▶ **Task goal**: Repeat the lines below, running from the first line of the data through the line that holds "x=767, y=271", both inclusive.
-- Start Provided data --
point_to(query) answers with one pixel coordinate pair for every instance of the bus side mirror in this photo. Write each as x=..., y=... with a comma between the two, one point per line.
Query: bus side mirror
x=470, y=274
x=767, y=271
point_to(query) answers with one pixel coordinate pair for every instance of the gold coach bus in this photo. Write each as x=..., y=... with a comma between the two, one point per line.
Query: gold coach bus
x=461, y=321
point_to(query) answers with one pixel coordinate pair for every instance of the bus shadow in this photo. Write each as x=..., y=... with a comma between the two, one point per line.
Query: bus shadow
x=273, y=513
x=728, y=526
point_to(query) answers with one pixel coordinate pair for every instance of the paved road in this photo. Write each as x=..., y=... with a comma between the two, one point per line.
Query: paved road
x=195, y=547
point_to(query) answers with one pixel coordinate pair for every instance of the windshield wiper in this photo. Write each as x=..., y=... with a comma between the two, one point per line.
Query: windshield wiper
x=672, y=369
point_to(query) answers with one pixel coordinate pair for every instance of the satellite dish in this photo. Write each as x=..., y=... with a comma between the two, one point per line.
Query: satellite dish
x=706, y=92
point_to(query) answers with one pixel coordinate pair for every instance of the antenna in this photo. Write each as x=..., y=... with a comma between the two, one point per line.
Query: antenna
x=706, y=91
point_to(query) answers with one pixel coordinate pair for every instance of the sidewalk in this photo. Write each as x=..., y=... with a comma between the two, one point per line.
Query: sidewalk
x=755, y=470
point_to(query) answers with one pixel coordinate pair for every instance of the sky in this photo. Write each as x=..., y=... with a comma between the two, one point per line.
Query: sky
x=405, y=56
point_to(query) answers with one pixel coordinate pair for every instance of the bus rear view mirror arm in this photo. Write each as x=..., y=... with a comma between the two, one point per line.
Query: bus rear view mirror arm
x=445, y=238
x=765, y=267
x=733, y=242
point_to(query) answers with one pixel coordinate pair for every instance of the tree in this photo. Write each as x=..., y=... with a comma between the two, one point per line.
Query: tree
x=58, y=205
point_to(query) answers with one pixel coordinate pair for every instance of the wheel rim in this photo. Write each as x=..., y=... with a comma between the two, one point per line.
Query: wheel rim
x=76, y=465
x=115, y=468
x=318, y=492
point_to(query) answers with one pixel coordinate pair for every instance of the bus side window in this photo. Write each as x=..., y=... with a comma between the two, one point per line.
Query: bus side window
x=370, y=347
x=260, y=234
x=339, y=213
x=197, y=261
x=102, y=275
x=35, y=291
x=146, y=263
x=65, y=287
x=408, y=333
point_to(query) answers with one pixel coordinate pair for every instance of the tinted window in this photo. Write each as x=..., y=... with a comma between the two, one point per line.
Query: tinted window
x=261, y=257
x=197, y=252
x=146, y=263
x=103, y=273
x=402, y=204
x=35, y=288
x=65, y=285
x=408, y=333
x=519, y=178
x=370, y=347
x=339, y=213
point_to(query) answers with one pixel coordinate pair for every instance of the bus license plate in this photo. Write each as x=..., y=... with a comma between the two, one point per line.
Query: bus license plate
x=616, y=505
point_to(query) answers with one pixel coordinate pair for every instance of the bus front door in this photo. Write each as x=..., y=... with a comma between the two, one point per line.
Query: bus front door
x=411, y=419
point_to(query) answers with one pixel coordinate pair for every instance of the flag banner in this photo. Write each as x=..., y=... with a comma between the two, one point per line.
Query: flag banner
-- End Provided data --
▶ **The completed task**:
point_to(query) answers with one pixel coordinate pair for every instance of the bus side mirror in this photo. Write each as x=..., y=... with a comma between the two, one point per line.
Query: bus side mirror
x=470, y=274
x=767, y=271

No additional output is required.